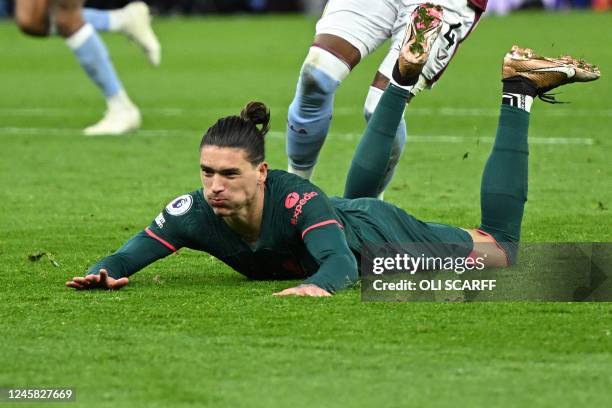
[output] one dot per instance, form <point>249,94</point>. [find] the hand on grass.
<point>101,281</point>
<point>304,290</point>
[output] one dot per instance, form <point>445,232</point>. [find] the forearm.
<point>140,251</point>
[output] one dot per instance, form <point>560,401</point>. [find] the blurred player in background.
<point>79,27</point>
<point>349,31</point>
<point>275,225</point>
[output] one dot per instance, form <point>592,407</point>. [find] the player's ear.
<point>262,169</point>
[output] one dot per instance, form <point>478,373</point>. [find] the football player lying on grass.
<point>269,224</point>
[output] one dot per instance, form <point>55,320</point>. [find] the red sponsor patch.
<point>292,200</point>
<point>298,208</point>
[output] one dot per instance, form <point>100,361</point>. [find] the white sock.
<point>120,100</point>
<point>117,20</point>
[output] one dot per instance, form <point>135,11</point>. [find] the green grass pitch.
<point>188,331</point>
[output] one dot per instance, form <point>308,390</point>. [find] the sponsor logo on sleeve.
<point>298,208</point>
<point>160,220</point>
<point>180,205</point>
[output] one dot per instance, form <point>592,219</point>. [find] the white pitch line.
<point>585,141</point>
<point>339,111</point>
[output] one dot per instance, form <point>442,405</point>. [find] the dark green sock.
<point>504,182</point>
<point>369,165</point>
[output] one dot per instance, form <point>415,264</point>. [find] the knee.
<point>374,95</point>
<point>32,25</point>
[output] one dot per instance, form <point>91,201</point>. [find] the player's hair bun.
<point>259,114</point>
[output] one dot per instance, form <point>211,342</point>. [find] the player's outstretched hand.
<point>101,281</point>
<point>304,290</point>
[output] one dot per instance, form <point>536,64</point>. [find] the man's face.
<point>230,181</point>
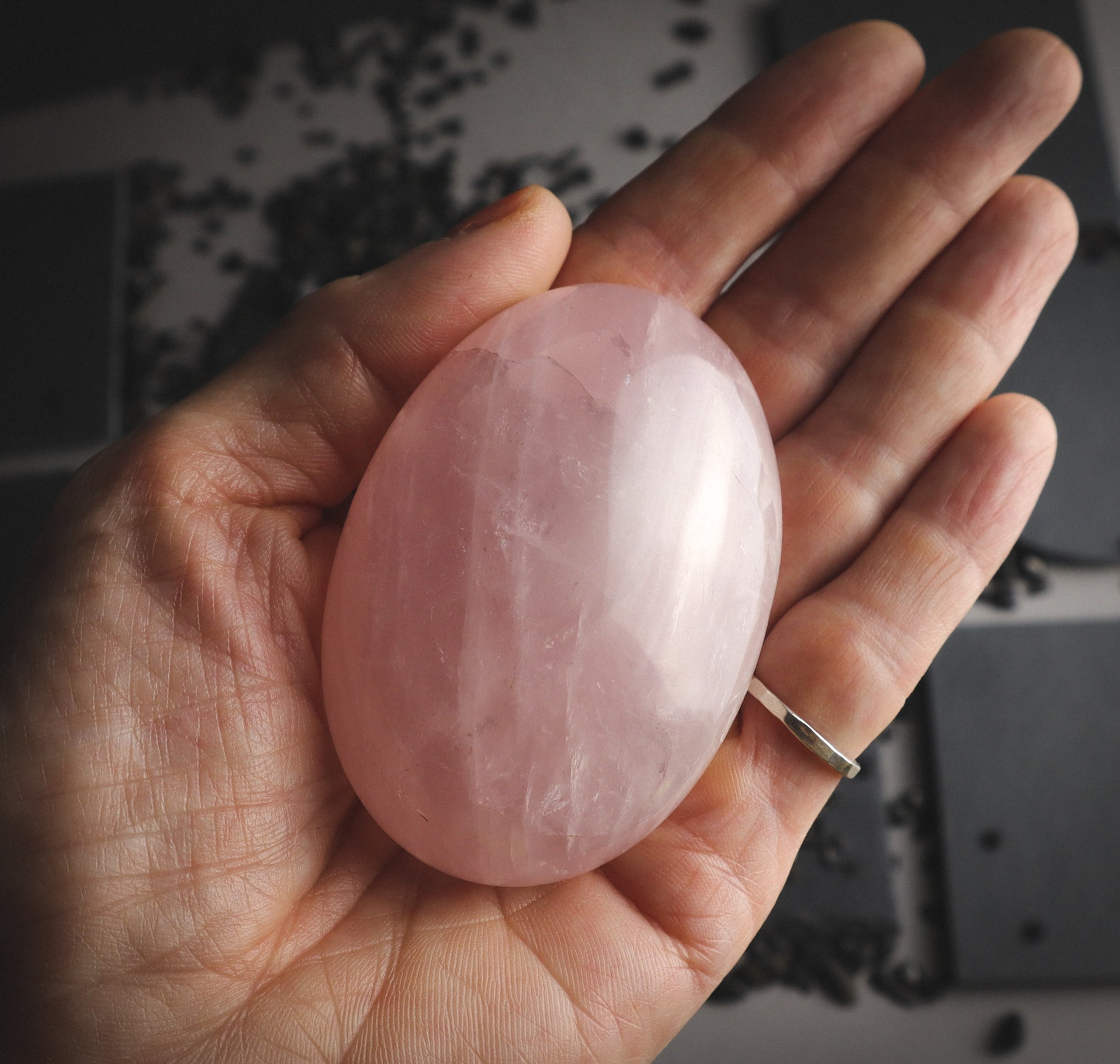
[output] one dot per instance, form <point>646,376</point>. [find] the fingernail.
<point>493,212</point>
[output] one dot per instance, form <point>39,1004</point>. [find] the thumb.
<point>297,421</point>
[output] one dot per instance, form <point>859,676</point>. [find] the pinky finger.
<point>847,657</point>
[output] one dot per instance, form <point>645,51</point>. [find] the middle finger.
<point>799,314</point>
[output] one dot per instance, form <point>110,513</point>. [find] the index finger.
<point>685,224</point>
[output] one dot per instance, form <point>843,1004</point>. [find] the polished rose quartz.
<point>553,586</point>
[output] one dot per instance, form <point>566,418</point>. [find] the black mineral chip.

- - -

### Work instructions
In your output, repeat the listing above exactly and include none of the pictures.

### Exercise result
[output] one dot per instance, form <point>249,94</point>. [find] the hand on grass.
<point>101,281</point>
<point>304,290</point>
[output] one dot per instance, form <point>445,232</point>. [find] the forearm.
<point>140,251</point>
[output] one dot per instance, form <point>560,401</point>. [find] the blurred player in background.
<point>79,27</point>
<point>349,31</point>
<point>275,225</point>
[output] one dot per instance, form <point>592,407</point>. [find] the player's ear.
<point>262,169</point>
[output] one dot per instance, form <point>478,373</point>. [find] the football player lying on grass.
<point>269,224</point>
[output] one dot per instance, form <point>55,320</point>. [find] the red sponsor patch.
<point>292,200</point>
<point>298,208</point>
[output] one dot per instance, form <point>100,361</point>. [find] the white sock.
<point>120,100</point>
<point>117,20</point>
[output] one dot per instance, form <point>135,11</point>. [find] the green grass pitch.
<point>188,331</point>
[output] one dot per instance, form <point>308,390</point>. [find] the sponsor logo on sleeve.
<point>298,208</point>
<point>160,220</point>
<point>180,205</point>
[output] one dot per instance, form <point>592,219</point>. [find] the white pitch line.
<point>585,141</point>
<point>339,111</point>
[output] one dot per instance, form <point>442,405</point>. [find] the dark green sock.
<point>504,182</point>
<point>369,165</point>
[output] one dot per instance, form <point>415,264</point>. [find] the knee.
<point>374,95</point>
<point>32,25</point>
[output] one dot per instance, form <point>91,201</point>. [find] the player's hair bun.
<point>259,114</point>
[output] one dot per instance, form <point>211,342</point>. [find] the player's outstretched hand.
<point>101,281</point>
<point>304,290</point>
[output] one dot per instance, form <point>536,64</point>. [find] the man's face.
<point>230,181</point>
[output] one dot per instance, form <point>646,376</point>. [find] the fingernail.
<point>493,212</point>
[output] one dot per instance, form <point>39,1004</point>. [find] the thumb.
<point>297,421</point>
[output] one dot per instance, form <point>859,676</point>. [find] the pinky finger.
<point>847,657</point>
[output] one dot per instance, form <point>645,51</point>. [find] the middle finger.
<point>799,314</point>
[output] one dot per instance, form <point>110,513</point>. [find] the index finger.
<point>685,224</point>
[output] one dot per instance, form <point>843,1004</point>. [find] the polished rose quartz.
<point>553,586</point>
[output] one dot per instance, form <point>566,418</point>. [find] the black mineral chip.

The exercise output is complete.